What is being asked >> In your answer, print every record exactly as it is written.

:::

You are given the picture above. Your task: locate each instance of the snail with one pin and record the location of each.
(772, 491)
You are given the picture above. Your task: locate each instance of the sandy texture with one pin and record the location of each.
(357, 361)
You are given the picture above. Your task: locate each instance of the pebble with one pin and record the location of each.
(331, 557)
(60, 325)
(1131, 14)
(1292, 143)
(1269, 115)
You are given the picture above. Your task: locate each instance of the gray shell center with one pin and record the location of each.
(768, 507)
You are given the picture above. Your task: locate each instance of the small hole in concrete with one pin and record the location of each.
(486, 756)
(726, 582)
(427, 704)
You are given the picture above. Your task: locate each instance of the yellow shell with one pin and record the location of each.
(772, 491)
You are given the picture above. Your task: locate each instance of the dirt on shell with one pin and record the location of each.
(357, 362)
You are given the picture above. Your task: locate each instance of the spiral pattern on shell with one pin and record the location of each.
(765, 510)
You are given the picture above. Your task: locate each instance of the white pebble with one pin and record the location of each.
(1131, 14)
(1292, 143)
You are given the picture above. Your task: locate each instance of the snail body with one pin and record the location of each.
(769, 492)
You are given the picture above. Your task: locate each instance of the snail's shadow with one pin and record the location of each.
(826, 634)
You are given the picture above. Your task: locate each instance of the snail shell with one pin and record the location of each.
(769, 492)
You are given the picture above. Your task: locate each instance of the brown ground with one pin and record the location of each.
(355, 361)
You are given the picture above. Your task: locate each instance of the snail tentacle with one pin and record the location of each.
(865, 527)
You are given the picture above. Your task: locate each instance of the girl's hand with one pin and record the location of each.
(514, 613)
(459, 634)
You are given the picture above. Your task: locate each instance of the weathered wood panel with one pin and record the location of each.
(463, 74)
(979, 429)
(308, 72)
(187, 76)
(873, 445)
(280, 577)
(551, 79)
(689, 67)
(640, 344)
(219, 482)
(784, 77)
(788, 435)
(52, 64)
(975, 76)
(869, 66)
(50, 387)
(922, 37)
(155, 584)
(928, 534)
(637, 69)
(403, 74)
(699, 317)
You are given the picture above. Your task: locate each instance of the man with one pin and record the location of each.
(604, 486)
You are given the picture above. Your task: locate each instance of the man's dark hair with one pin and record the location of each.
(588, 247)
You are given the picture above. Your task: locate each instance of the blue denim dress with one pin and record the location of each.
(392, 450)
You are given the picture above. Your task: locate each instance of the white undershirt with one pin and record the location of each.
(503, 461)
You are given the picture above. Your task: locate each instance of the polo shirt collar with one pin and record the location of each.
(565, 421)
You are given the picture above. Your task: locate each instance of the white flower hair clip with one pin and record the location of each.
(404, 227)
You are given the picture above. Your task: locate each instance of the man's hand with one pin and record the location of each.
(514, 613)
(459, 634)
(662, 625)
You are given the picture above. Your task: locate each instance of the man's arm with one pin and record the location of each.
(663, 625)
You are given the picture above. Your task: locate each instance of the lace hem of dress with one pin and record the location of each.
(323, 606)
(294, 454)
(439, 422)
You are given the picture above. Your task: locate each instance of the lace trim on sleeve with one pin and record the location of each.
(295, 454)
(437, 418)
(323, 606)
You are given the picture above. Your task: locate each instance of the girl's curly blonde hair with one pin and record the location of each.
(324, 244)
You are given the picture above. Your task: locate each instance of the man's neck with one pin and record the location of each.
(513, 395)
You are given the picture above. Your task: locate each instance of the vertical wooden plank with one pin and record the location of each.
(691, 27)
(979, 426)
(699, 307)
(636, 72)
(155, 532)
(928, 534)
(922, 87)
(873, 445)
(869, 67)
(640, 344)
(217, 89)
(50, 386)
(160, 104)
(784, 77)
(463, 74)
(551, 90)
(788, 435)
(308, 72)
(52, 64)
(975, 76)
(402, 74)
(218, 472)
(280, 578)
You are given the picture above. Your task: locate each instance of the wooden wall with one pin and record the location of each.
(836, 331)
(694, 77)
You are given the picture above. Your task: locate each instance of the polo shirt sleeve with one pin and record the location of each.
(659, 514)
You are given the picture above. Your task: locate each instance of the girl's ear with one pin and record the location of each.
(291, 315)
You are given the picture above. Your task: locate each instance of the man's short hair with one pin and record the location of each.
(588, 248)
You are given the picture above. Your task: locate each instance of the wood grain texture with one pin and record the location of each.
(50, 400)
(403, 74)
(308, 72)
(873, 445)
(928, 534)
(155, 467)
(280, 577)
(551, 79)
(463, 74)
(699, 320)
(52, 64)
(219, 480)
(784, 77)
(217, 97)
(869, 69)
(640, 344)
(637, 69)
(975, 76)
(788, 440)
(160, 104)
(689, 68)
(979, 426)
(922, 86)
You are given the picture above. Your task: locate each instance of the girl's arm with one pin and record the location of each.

:::

Response area >>
You are given the picture above. Your task: locate each instance of the snail with one pin and record the location of each.
(772, 491)
You are given the picture above. Your task: locate each instance of the sandy texture with one pin and record the location of each.
(357, 361)
You are given the picture above. Your task: locate each instance of the pebble with one pin and record the location of each.
(331, 557)
(60, 325)
(1131, 14)
(1292, 143)
(1269, 115)
You are given the picture above. Your task: locate each instance of the gray shell center with one pin and record the location of each.
(768, 507)
You are given the picture above. Your task: locate each instance of the small hole in concrete with one pin and record the location of each.
(486, 756)
(726, 582)
(427, 704)
You are given the picture above. Your task: locate each instance of the yellow shell with one pin and record the location of each.
(772, 491)
You are given the picture above. Your task: locate each instance of the dirt on shell with one pin and record the location of each.
(357, 362)
You are given the picture above. Your task: locate each instance of the spiral pattern on shell with one pin and record the location of each.
(765, 510)
You are given the picture above. Your task: locate each instance of the white pebble with one pin and record the location of each.
(1131, 14)
(1292, 143)
You are given the picture above. Your task: locate each instance of the snail body with one pin and record the location of each.
(769, 492)
You are given the picture above. Your task: locate each instance of the snail's shadow with one pin and record the location of each.
(826, 634)
You are given the picture above. Your task: locate each instance of the snail shell with one pin and record the location of each.
(769, 492)
You are given the picture above. Your task: locate each instance of the brown ground with one pin and record the location of each.
(355, 361)
You are given the picture above. Your task: locate each instance of the snail tentacle with one pin and record the location of each.
(865, 527)
You are given the picture above. Your task: locate each instance of the girl's hand with one pin and record the location of each.
(514, 613)
(459, 634)
You are given the picture above. Your task: locate each instance of the weathered wood panel with one pin and record the location of each.
(463, 74)
(979, 429)
(308, 72)
(187, 76)
(873, 445)
(280, 577)
(551, 79)
(689, 67)
(640, 344)
(219, 482)
(784, 77)
(788, 435)
(52, 64)
(975, 76)
(869, 66)
(50, 387)
(922, 37)
(155, 584)
(928, 534)
(637, 69)
(403, 74)
(699, 317)
You are given the picture above. Your task: locate each instance of the man with one pin and record the location of each.
(604, 486)
You are given the picture above. Your task: locate each instance of the man's dark hair with one pin and record the location of each.
(588, 247)
You are given the picture above. Your task: locate each instance of the blue denim dress with one pin and record the location of each.
(392, 450)
You are given the picture above. Your task: locate each instance of the white undershirt with one pin and record the location of each.
(503, 461)
You are given the picture above. Your task: locate each instance of the polo shirt collar with one pin and record the location of each.
(565, 421)
You are given the picture above. Your task: locate each instance of the white flower hair clip with one pin and record the location of each.
(404, 227)
You are given the picture above. Your task: locate each instance of the man's hand with one pin and record the location of each.
(514, 613)
(459, 634)
(662, 625)
You are given the picture above. Your task: locate each instance of the man's arm with one pin and record the location of each.
(663, 625)
You are given the picture above. Your task: locate each instance of the lace hem of dress with one pin and record the location of each.
(323, 606)
(294, 454)
(439, 422)
You are given the picture above. Your task: locate each instance of the lace trim on sleeve with one pin and record the location of each.
(295, 454)
(437, 418)
(323, 606)
You are given the picture above. Your task: locate each instance of the girl's curly blonde hair with one pin and record the location of each.
(324, 244)
You are given the picture above. Your task: locate each instance of the man's neck with one pin and record the location of each.
(513, 395)
You are given the picture above. Your task: locate each instance of the vertical wooden plank with one pin and record the location of each.
(691, 27)
(979, 426)
(699, 307)
(636, 72)
(155, 532)
(928, 534)
(922, 87)
(873, 445)
(869, 67)
(640, 344)
(217, 89)
(50, 386)
(160, 104)
(784, 77)
(463, 74)
(551, 90)
(788, 435)
(308, 72)
(52, 64)
(975, 76)
(402, 74)
(218, 472)
(280, 578)
You are given the picture above. Your task: locate each instance of the wooden wall with one pin and record the location of each.
(836, 331)
(694, 77)
You are given the picture above. Your task: locate each instance of the polo shirt sleeve with one pin and record the location of each.
(659, 514)
You are given the picture above. Your task: locate each instance of the girl's ear with one pin and record the location of each.
(291, 315)
You are given the picture above. Your task: locate each instance of the man's short hair with one pin and record the location of each.
(588, 248)
You are given the picture above. Your task: locate each instance of the wood grain texture with one pin and record the location of each.
(50, 400)
(403, 74)
(308, 72)
(873, 445)
(928, 534)
(155, 467)
(280, 577)
(551, 79)
(463, 74)
(699, 320)
(52, 64)
(219, 480)
(784, 77)
(217, 97)
(869, 69)
(640, 344)
(637, 69)
(975, 76)
(788, 440)
(160, 104)
(689, 68)
(979, 426)
(922, 86)
You are given the picture above. Your task: locate each instance of the girl's arm with one pin and record the location of each.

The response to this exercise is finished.